» **Materials provided**
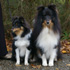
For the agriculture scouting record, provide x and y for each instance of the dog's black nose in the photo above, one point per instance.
(47, 22)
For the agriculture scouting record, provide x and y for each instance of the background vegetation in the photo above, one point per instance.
(27, 8)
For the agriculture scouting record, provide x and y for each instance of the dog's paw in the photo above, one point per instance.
(44, 64)
(26, 63)
(51, 64)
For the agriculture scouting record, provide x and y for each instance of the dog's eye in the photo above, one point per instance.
(48, 23)
(16, 24)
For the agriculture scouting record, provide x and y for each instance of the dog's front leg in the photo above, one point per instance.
(44, 61)
(17, 56)
(26, 57)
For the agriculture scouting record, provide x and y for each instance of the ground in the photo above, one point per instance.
(63, 64)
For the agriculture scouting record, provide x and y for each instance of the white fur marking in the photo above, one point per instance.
(17, 57)
(26, 57)
(44, 61)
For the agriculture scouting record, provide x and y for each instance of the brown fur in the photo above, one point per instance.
(47, 25)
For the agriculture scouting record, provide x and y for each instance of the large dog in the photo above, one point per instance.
(21, 40)
(46, 35)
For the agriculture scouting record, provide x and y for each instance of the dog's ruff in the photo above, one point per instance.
(47, 40)
(22, 44)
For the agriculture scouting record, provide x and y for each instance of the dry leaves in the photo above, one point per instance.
(64, 49)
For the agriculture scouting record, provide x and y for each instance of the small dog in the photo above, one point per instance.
(46, 35)
(21, 40)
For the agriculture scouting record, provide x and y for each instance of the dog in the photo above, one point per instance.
(21, 40)
(46, 35)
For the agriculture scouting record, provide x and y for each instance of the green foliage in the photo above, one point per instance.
(65, 35)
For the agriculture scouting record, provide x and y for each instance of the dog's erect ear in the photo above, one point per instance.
(52, 6)
(21, 19)
(14, 18)
(40, 8)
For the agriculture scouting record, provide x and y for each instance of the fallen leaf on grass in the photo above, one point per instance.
(57, 69)
(67, 64)
(63, 51)
(18, 65)
(38, 66)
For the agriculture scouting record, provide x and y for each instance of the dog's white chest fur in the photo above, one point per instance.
(23, 43)
(47, 40)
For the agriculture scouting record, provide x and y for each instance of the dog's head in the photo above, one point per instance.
(19, 25)
(48, 17)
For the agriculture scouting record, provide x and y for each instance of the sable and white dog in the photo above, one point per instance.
(46, 35)
(21, 40)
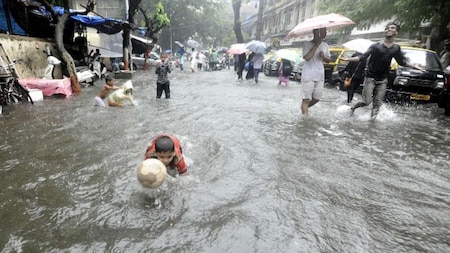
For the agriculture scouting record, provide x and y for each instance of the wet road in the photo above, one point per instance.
(262, 178)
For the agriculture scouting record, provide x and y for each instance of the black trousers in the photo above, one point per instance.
(160, 87)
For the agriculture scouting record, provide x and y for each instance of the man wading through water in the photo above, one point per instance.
(376, 77)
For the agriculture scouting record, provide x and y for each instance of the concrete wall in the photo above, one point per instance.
(28, 51)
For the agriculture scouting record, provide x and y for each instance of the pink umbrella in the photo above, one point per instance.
(237, 48)
(330, 21)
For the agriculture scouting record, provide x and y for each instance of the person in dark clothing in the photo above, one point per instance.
(376, 77)
(355, 70)
(162, 82)
(249, 74)
(241, 64)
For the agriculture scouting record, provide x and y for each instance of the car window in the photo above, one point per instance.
(429, 60)
(334, 55)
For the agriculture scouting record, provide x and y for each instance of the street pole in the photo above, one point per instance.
(259, 22)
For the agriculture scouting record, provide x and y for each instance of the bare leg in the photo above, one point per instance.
(305, 106)
(313, 102)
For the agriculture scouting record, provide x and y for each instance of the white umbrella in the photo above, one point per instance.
(238, 48)
(193, 44)
(359, 45)
(329, 21)
(288, 54)
(256, 46)
(179, 43)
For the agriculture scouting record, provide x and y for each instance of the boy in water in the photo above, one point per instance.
(163, 83)
(168, 150)
(118, 97)
(109, 86)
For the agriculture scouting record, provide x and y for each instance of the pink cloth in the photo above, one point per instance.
(47, 86)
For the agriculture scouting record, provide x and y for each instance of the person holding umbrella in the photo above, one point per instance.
(315, 53)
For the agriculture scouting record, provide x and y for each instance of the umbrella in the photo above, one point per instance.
(193, 44)
(238, 48)
(222, 49)
(256, 46)
(179, 43)
(288, 54)
(359, 45)
(329, 21)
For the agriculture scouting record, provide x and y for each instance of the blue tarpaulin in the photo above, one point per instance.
(4, 25)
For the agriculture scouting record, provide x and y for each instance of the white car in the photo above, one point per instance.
(138, 61)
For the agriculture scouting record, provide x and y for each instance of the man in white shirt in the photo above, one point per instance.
(315, 53)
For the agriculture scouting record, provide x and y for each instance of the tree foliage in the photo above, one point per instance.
(201, 20)
(411, 13)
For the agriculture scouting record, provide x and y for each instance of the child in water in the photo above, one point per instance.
(118, 97)
(168, 150)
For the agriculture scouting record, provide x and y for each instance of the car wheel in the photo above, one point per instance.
(447, 109)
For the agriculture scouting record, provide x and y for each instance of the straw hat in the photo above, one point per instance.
(151, 173)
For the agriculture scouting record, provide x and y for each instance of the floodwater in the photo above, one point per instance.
(262, 177)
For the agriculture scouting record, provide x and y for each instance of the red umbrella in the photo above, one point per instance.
(237, 48)
(329, 21)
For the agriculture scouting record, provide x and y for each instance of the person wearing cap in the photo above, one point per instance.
(118, 97)
(106, 89)
(167, 149)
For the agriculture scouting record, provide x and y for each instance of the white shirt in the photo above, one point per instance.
(313, 70)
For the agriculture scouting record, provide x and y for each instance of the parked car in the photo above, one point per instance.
(336, 66)
(139, 60)
(296, 74)
(444, 96)
(409, 84)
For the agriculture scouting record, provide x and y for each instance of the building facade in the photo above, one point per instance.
(278, 17)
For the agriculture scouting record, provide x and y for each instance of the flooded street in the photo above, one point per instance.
(262, 178)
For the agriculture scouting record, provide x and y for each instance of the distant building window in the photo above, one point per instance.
(287, 18)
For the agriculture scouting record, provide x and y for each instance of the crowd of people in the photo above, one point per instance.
(370, 68)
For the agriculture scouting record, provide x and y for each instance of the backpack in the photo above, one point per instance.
(287, 68)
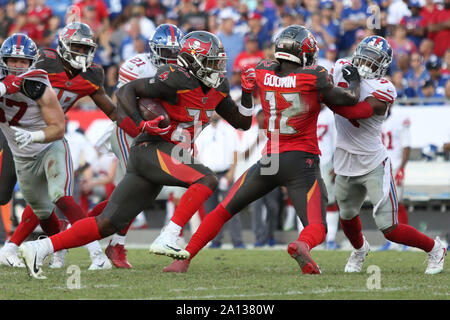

» **The task**
Please copy out the material above exactly, with the images removed.

» **Written solution**
For the agriculture scouting record, provide x and y for each instance of the dog's black nose in the photo above, one point per instance.
(47, 22)
For the agriculture scouting record, provide x and y for each instance of the background vegetation in the photo above, one point per instance.
(27, 8)
For the agriculture scouting record, provide x and y for each instance of the dog's paw in the photo above, one point per instance.
(44, 64)
(26, 63)
(51, 64)
For the agriculture scouting record, provide x and y for each instance of the dog's eye in the photo above, one point per instance.
(48, 23)
(16, 24)
For the agriculture scouting record, provide x and y for each instance of the dog's front leg in the photo above, one point per instance.
(44, 61)
(17, 56)
(26, 57)
For the agriculture scouting record, provide x and y for each instance of the ground in the photo above, one point per instance.
(63, 64)
For the agriculture scouting record, provide x and y for each instance of the white fur marking in the photo above, one point per instance.
(17, 57)
(26, 57)
(44, 61)
For the agriculture scouting record, provide x and y for each instance of the brown fur in the photo above, one point per instance.
(47, 25)
For the agriculture scouting record, provide x and y for each instance of the large dog in the photo above, one point per instance.
(21, 40)
(46, 35)
For the agriculture scouting record, provide x and y for each instance of the dog's ruff in the photo above, one point per instance.
(47, 40)
(22, 44)
For the agriculture scouting record, provide x and y for each instance of the dry leaves in the photo above, one point per instance.
(64, 49)
For the agriculture scouting record, provide x and y for each instance of the small dog in the photo above, one point per instance.
(46, 35)
(21, 40)
For the agriculture scouting record, provide x and y for each instance of the dog in the photo above, one point per instance.
(21, 40)
(46, 35)
For the agriculture scouting record, provide x and y for each instance of the green foliage in the photo above, one point per instance.
(65, 35)
For the agriculture scouting record, provide x and y for each instance of the dog's erect ear in the photo above, one point per instance.
(52, 6)
(21, 19)
(14, 18)
(40, 8)
For the agriculture scouting record, provide x and y for each instance of the fallen leaf on grass in the photo above, one point per instance.
(57, 69)
(67, 64)
(63, 51)
(18, 65)
(38, 66)
For the agriculture scouting record, provide x and y for each instance of the dog's white chest fur in the photo above, one point per instance.
(23, 43)
(47, 40)
For the agriculture scouting record, provide x and y for each instance of the dog's head in the photo above, one point per instance.
(19, 25)
(48, 17)
For the agriculture scouting record, provide x and y for each instance of the sable and white dog in the photo above, one point per instance.
(46, 35)
(21, 40)
For the agriculture scouting record, provide x and y for each instance of the wet road in the photo above, one point per instance.
(262, 178)
For the agriculture scouting record, provide x and y for each instance of the black trousers in the photo above, one point per instance.
(160, 87)
For the agriculture scouting record, provide x and y for each instance of the man wading through water in the photo above, one point per instance.
(376, 77)
For the agriculture scouting record, provide x and y for each instance of the concrete wall in the photo above, one point per instance.
(28, 51)
For the agriculture scouting record, provide x and y for each instance of the pink umbrella in the photo above, one point per instance.
(237, 48)
(330, 21)
For the agriculture scouting record, provide x and y for each instance of the person in dark clothing in the photo above, one point per instance.
(376, 77)
(355, 70)
(162, 82)
(249, 74)
(241, 64)
For the agriculture scouting record, provide x and y for each instance of the car window in the photo above, one point per instance.
(429, 60)
(334, 55)
For the agriculture scouting record, provide x and y for each instance of the street pole in the photo above, one point per instance.
(259, 22)
For the agriculture scouting record, provide x and y for each instance of the bare leg in the photo above, one point per instance.
(305, 106)
(313, 102)
For the agriculture scouting record, provide x and y for each instance of the white umbrella in the photo above, one point per instance.
(238, 48)
(193, 44)
(359, 45)
(329, 21)
(288, 54)
(256, 46)
(179, 43)
For the agriculture scouting record, provide x and y for each instance of the boy in water in the photo above, one point per instance.
(163, 83)
(168, 150)
(118, 97)
(109, 86)
For the agriculture scouting record, provide x and y for each instance of the pink cloth in the photo above, one point per instance.
(47, 86)
For the agriculture scouting record, provide x and y for each instance of the person holding umbrella in the photo above, one point per instance.
(315, 53)
For the agriculture scouting record, provide x and y for each instance of the umbrella in the photo above, one point per instance.
(193, 44)
(238, 48)
(222, 49)
(256, 46)
(179, 43)
(288, 54)
(359, 45)
(329, 21)
For the agriculture scouting record, provide x and y for each instance of the blue tarpaulin in the photo above, one point per instance.
(4, 25)
For the agriculture scouting record, provide x and y for each instance of the white car in the photo above, one point per instance.
(138, 61)
For the agriculture scouting record, provide x and y for each instance of the man in white shirt in the photo above, one point per instance.
(315, 53)
For the agriculture scouting record, provide x and y for each instance of the tree foliage in the photo above, one point per instance.
(201, 20)
(411, 13)
For the agriculture scouting record, provide x and y for each instance of the child in water in the photo above, one point per instance.
(118, 97)
(168, 150)
For the agriculture scouting record, provide x and y for each instance of the car wheel in the photo above, one point per instance.
(447, 109)
For the agriculture scouting record, provide x and y for each instance of the straw hat in the photo above, one point per instance.
(151, 173)
For the agriculture scouting record, provide x and y for each instance of the floodwater in the photo above, one point per instance.
(262, 177)
For the agriculture scouting record, provide x and y for each instance of the red umbrella in the photo above, one point per instance.
(237, 48)
(329, 21)
For the agriculture scouting record, provide x and y for each instance of the person wearing cap in the photo above, one point per instance.
(118, 97)
(106, 89)
(167, 149)
For the agriculture scouting record, provide x and y for each instance of the white shirt in the photo above, one point per instance.
(313, 70)
For the agriculture scouting record, provide x and y for each instance of the parked car in the photo above, one point per instance.
(336, 66)
(139, 60)
(296, 74)
(444, 96)
(409, 84)
For the agriculture scouting record, provide x and y for each instance of the building facade in the photo above, one point per instance.
(278, 17)
For the agriculture scouting record, provide x and y for each instance of the flooded street in the photo above, one point per instance.
(262, 178)
For the agriculture scouting record, provide x and y for each instance of the distant building window in the photo above, one point per instance.
(287, 18)
For the agriculture scouting record, provide x and y for each instance of the crowd of people in the photo above, one point per instance.
(370, 68)
For the agriculture scouting record, provide x and y for each instance of the backpack in the photo above, one point per instance.
(287, 68)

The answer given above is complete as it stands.